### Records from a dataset
------------------------------------------------------------------------

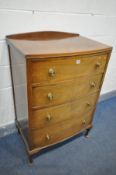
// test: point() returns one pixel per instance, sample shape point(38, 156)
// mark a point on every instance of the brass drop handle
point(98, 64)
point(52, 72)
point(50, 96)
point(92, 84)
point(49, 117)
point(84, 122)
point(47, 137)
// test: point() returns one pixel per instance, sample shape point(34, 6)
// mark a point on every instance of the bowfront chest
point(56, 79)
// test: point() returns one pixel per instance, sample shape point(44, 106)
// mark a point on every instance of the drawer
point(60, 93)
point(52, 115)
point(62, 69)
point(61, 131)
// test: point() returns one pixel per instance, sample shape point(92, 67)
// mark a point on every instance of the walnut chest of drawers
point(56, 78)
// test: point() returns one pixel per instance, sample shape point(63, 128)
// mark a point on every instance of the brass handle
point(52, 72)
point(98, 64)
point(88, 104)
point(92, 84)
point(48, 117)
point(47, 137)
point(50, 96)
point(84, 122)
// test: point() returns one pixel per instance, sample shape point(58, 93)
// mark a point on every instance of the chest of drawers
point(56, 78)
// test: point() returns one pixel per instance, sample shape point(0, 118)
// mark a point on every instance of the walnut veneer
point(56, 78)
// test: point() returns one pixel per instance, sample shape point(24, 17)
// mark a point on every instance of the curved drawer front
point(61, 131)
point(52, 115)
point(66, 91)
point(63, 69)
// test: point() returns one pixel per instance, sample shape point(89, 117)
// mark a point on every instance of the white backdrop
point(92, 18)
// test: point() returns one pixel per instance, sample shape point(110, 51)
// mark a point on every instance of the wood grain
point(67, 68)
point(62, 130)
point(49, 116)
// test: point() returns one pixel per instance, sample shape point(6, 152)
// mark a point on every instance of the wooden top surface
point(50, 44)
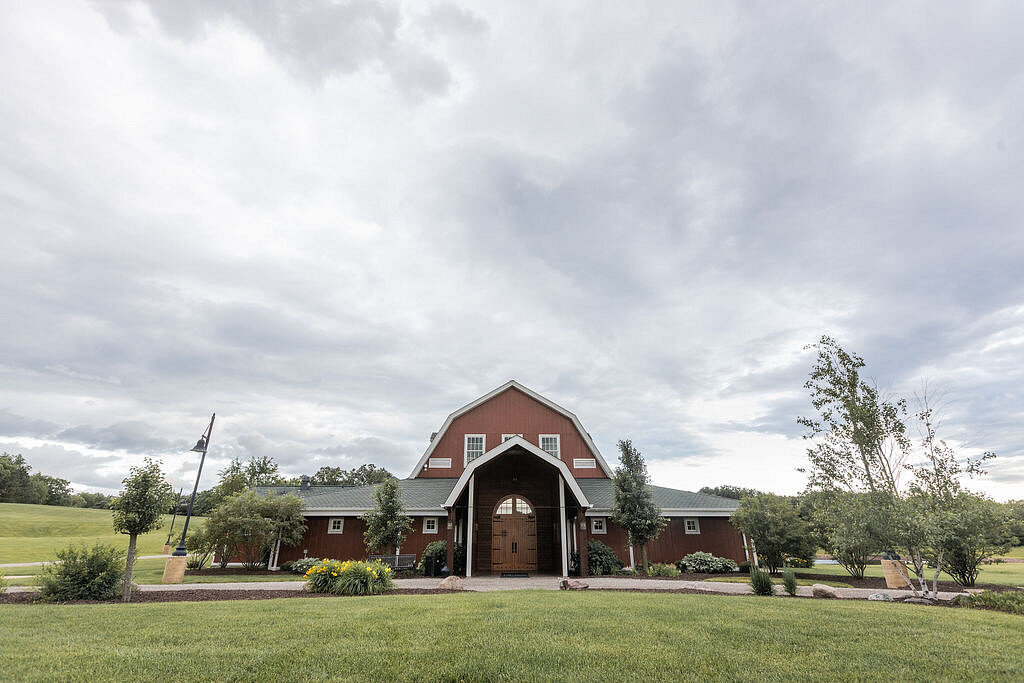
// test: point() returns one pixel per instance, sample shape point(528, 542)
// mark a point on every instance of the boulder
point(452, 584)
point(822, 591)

------------------------------------------------------------------------

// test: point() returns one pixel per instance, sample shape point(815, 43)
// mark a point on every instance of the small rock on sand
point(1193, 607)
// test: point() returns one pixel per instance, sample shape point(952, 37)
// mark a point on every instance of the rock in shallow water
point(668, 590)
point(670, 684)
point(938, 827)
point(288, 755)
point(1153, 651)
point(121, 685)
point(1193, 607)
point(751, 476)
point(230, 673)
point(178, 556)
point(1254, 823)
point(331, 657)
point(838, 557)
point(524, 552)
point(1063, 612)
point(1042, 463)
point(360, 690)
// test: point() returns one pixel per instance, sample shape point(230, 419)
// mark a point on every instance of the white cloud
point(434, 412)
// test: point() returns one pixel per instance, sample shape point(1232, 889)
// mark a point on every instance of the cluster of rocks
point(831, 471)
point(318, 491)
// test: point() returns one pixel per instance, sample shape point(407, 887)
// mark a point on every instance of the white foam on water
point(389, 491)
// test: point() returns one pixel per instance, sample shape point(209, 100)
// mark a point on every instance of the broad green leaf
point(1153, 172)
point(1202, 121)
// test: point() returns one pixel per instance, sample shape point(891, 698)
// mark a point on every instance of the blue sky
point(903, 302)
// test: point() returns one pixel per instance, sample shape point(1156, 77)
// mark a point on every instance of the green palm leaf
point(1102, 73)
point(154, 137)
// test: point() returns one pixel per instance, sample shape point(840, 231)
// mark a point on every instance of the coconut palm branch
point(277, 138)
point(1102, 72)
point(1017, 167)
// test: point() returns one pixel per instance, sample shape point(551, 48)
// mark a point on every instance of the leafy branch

------------------------------------------------------------------------

Working from the records above, write out verbatim only the lines from the line containing "shape point(209, 100)" through the line containing "shape point(840, 231)".

### Response to this task
// test: point() returns one pixel per instance, sample shape point(209, 100)
// mark a point on every instance of the broad green leaf
point(1153, 172)
point(1202, 121)
// test: point() returns one pixel per instance, sample shape point(891, 698)
// mark a point on every instance of the blue sky
point(903, 302)
// test: point() returns one pixel per instance, sample shape point(1156, 77)
// mark a point on every instance of the green palm leaf
point(1102, 73)
point(154, 137)
// test: point() returns one pixel per instance, sample shape point(840, 231)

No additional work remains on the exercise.